Copy the lines below, changing every "instance" to "object" and keeping everything else the same.

BEGIN GIVEN DATA

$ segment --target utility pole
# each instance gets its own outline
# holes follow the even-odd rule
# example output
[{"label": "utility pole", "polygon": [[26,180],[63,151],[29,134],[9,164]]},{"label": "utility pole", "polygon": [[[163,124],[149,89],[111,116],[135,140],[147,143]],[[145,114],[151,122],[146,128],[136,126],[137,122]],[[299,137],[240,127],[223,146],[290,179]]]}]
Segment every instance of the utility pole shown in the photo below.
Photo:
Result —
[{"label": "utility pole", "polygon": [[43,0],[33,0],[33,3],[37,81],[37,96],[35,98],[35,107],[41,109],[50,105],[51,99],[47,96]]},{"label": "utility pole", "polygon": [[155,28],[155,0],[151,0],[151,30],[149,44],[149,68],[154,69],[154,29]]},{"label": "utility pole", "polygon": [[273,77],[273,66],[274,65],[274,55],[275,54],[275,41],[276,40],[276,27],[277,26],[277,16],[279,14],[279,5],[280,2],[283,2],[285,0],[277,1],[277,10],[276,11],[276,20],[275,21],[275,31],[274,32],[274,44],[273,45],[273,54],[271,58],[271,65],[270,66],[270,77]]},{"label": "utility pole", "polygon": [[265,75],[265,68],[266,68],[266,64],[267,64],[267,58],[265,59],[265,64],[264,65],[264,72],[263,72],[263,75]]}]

END GIVEN DATA

EXERCISE OUTPUT
$ segment --target utility pole
# each object gets its own outline
# holes follow the even-odd rule
# example output
[{"label": "utility pole", "polygon": [[26,180],[63,151],[29,134],[9,164]]},{"label": "utility pole", "polygon": [[[163,124],[149,89],[111,116],[135,140],[147,143]],[[145,114],[151,122],[146,128],[136,126],[137,122]],[[299,137],[240,127],[223,146],[290,179]]]}]
Segment every object of the utility pole shown in the photo below.
Photo:
Result —
[{"label": "utility pole", "polygon": [[43,0],[33,0],[33,3],[37,81],[37,96],[35,98],[35,107],[41,109],[50,105],[51,99],[47,96]]},{"label": "utility pole", "polygon": [[155,28],[155,0],[151,0],[151,30],[149,44],[149,68],[154,69],[154,29]]},{"label": "utility pole", "polygon": [[273,77],[273,66],[274,65],[274,55],[275,54],[275,41],[276,40],[276,27],[277,26],[277,16],[279,14],[279,5],[280,2],[283,2],[285,0],[277,1],[277,10],[276,11],[276,20],[275,21],[275,31],[274,32],[274,44],[273,45],[273,54],[271,58],[271,65],[270,66],[270,77]]},{"label": "utility pole", "polygon": [[265,75],[265,68],[266,68],[266,64],[267,64],[267,58],[265,59],[265,64],[264,65],[264,72],[263,72],[263,75]]}]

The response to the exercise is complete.